**PROBLEM STATEMENT**
Give the lines below again, exactly as they stand, and leave out the images.

**EXERCISE INPUT**
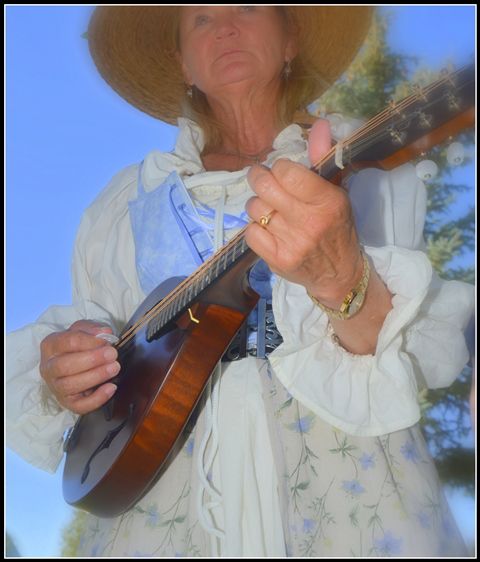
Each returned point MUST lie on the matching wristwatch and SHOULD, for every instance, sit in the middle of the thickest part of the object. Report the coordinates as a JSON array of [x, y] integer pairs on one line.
[[353, 301]]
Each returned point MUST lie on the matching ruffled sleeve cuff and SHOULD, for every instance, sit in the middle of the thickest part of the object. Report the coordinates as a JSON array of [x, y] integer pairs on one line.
[[364, 395], [35, 422]]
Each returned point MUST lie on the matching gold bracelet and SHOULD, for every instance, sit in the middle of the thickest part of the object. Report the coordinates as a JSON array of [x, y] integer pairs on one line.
[[354, 300]]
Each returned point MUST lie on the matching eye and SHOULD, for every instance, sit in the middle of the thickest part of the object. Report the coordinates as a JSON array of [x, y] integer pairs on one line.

**EXPECTED ANSWER**
Each returned point MUST lie on the matching wristwatch and SHOULD, for every instance, sit in the middle of the thickest part of the object. Report the coordinates as a JSON array of [x, y] integer pairs on one line.
[[353, 301]]
Each returned point MUST lie on the matching ruffled sleeve cuff and SHOULD, for every instance, sit in the middle of the thickest part of the object. Report the coordinates as a JSON array of [x, y] integer pairs on one line.
[[364, 395], [35, 422]]
Each returned point MUST lie on the matching gold bracelet and SHOULD, for every instance, sit in the middle of the thickest part of the object. Report the coordinates as a JSON array of [x, y] integer pairs on one line.
[[354, 300]]
Each returned point MUST lie on the matching eye and SHOULD, for every instance, sit in the middle of the thickest part of the object. Report the coordinates as a JSON array of [x, y] integer pairs on one line.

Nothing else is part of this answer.